Such were Hitler’s reduced circumstances that even he was forced to work, and he did two days shovelling snow and the odd day here and there carrying bags at Vienna Station. In May 1913, he fled Austria for Bavaria to avoid conscription into the army of the multi-ethnic Empire he had now come to despise. In Munich he continued to sell his drawings. When he was asked how he expected to survive for any amount of time without regular employment he replied that it did not matter as war would come soon.
He was right and on 1 August 1914, he joined an enthusiastic crowd crammed into the centre of Munich to celebrate the proclamation of war. Upon hearing of the news, he later said that he fell to his knees and thanked heaven. Two days later he enlisted in a Bavarian Infantry Regiment.
Despite a natural desire on our parts to wish otherwise, Hitler had a good war serving as a runner carrying communications between command posts, one of the most dangerous and unenviable of duties; he was twice decorated for bravery, receiving the Iron Cross First Class in 1918 on the recommendation of his Jewish Commanding Officer.
If Hitler was a coward, then it was of the moral not the physical kind. Undoubtedly what he had witnessed during the war affected him greatly as indeed it did all the combatants but perhaps not in the way that one might expect. He was not horrified by the slaughter but by the defeat. Germany lost the war because she did not fight hard enough, she was not willing to sacrifice enough, and because she was betrayed by those at home - communists, socialists, and of course Jews. He returned from the war even more distant and aloof than he had been before. And even more determined to succeed.

DATASET ENTRIES:
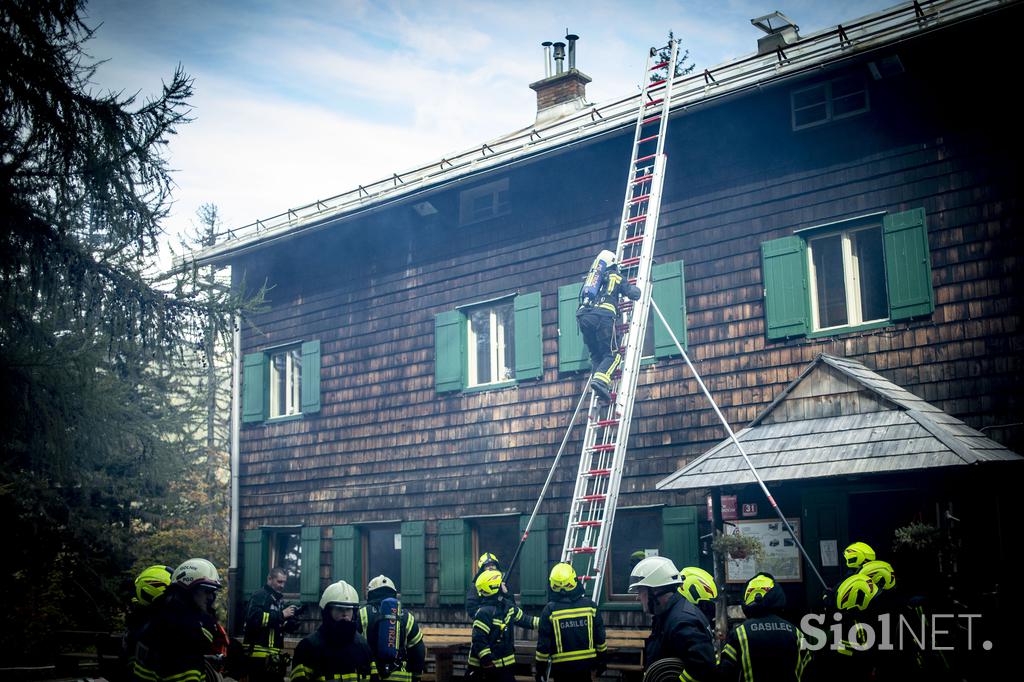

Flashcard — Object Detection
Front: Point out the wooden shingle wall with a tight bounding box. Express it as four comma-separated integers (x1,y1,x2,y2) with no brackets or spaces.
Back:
236,6,1024,622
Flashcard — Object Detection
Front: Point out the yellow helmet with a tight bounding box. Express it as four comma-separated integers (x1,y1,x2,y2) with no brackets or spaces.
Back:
476,570,502,597
548,563,579,592
135,565,174,606
476,552,501,570
836,573,879,611
743,573,775,606
679,566,718,604
860,561,896,590
843,543,874,568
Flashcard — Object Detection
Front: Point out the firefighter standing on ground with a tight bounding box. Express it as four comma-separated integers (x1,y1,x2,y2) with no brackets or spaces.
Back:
630,556,716,682
466,552,502,621
244,568,299,682
469,570,540,682
577,251,640,401
357,576,426,682
536,563,608,682
132,558,220,682
291,581,372,682
718,573,811,682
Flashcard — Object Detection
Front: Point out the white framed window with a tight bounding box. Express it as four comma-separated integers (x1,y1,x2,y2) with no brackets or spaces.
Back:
807,225,889,331
268,346,302,419
459,177,509,225
465,298,515,387
790,75,870,130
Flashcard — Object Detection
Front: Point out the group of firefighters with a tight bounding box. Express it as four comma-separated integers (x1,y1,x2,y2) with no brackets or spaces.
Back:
117,542,921,682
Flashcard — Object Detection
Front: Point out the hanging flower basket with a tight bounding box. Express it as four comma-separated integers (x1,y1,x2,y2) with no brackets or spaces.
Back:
711,532,765,561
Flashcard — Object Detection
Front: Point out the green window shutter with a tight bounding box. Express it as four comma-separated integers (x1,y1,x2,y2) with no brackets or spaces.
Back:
882,209,935,319
514,291,544,381
242,353,267,423
761,237,811,339
519,515,551,605
331,525,362,590
662,507,700,569
434,310,466,393
299,526,321,602
558,284,590,372
301,341,321,415
398,521,427,604
242,529,267,599
648,260,689,357
437,518,473,605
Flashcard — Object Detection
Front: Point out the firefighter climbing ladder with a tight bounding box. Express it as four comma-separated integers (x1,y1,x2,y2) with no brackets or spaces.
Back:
562,41,678,601
506,41,830,603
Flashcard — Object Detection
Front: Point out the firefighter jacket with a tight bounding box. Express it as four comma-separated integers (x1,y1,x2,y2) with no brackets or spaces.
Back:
536,587,608,679
643,592,716,682
577,267,640,315
289,613,373,682
469,597,540,668
356,601,427,682
718,614,811,682
243,585,297,658
132,584,213,682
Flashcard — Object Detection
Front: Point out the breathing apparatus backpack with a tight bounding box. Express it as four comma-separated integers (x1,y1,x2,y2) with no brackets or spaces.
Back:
367,597,406,680
580,250,615,307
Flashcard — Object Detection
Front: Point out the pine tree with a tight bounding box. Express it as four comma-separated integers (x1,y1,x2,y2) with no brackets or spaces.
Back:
0,0,248,656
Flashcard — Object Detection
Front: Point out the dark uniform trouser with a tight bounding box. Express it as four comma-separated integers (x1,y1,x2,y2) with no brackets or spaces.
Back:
577,308,620,385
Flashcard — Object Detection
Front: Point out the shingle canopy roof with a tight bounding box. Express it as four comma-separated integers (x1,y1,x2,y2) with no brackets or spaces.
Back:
657,354,1024,491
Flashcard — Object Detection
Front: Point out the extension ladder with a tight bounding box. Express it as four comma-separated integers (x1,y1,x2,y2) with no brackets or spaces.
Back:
562,40,678,603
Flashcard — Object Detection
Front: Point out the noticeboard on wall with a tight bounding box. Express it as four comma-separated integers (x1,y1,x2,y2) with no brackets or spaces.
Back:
725,518,804,583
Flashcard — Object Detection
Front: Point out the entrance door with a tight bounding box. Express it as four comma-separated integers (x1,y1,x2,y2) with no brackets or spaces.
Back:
802,488,849,611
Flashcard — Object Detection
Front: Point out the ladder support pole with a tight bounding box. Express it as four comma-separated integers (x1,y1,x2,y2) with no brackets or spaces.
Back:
503,376,593,578
650,298,831,592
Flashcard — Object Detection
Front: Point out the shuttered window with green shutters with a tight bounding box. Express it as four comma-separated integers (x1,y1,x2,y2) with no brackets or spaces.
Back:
398,521,427,605
299,526,321,602
330,525,362,590
242,528,269,599
558,284,590,372
242,341,321,424
648,260,689,357
761,204,935,339
516,515,550,605
437,518,473,605
434,292,544,393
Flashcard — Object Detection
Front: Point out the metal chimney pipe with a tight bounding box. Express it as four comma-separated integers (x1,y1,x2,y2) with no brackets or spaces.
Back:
565,29,580,71
555,42,565,76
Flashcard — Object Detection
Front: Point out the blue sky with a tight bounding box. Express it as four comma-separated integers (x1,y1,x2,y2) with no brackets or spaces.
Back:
79,0,897,254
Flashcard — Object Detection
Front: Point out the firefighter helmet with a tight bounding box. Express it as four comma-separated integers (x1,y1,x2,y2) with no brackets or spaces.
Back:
843,543,874,568
679,566,718,604
743,573,775,606
860,561,896,590
630,556,683,592
476,552,500,570
135,564,174,606
321,581,359,610
836,573,879,611
367,576,398,594
548,563,579,592
476,569,502,597
174,559,220,590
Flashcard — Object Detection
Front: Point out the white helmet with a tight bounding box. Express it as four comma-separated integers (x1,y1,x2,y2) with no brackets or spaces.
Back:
321,581,359,609
630,556,683,592
367,576,398,594
172,559,221,590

LIST OF TASKS:
**1.** From the passage on Hitler's early years, write out the text starting with "If Hitler was" and going on through "determined to succeed.".
**2.** Answer these questions from the passage on Hitler's early years:
(a) In what month and year did Hitler leave Austria for Bavaria?
(b) What duty did he perform during the war?
(c) Was he horrified more by the slaughter or by the defeat?
**3.** Proceed with the passage on Hitler's early years from the point where it stops.
The rows have no connection to the passage on Hitler's early years.

RESPONSES TO THE TASKS:
**1.**
If Hitler was a coward, then it was of the moral not the physical kind. Undoubtedly what he had witnessed during the war affected him greatly as indeed it did all the combatants but perhaps not in the way that one might expect. He was not horrified by the slaughter but by the defeat. Germany lost the war because she did not fight hard enough, she was not willing to sacrifice enough, and because she was betrayed by those at home - communists, socialists, and of course Jews. He returned from the war even more distant and aloof than he had been before. And even more determined to succeed.

**2.**
(a) May 1913
(b) He served as a runner carrying communications between command posts.
(c) The defeat

**3.**
By the time the war ended on 11 November 1918, he had risen to the rank of Corporal. He may have been awarded the Iron Cross, but no subsequent promotion followed. He was recuperating from a mustard gas attack that had left him temporarily blind in a Military Field Hospital about which he wrote: “If twelve or fifteen thousand of those Jews who were corrupting the nation had been made to submit to poison gas then the millions of the sacrifices made at the Front would not have been in vain.” When he heard the news of the surrender he could not believe it, tore the bandages from his eyes and wept later claiming: “It was now I decided to enter politics.”
Adolf Hitler, the man whose choices led directly to the deaths of millions of people was a tee-total, vegetarian, non-smoker and a late riser; a lazy, ill-disciplined, impatient and often ill-tempered man. He had an insatiable desire for tea and cake but ate only sparingly. He enjoyed the company of children and loved to play with his pet dog. He enjoyed the adoration of women but had an aversion to physical contact. He peddled in death but was capable of tears. He was a man of violence, but he shrank from the sight of blood. Yet he inspired a devotion that few have ever experienced before or since.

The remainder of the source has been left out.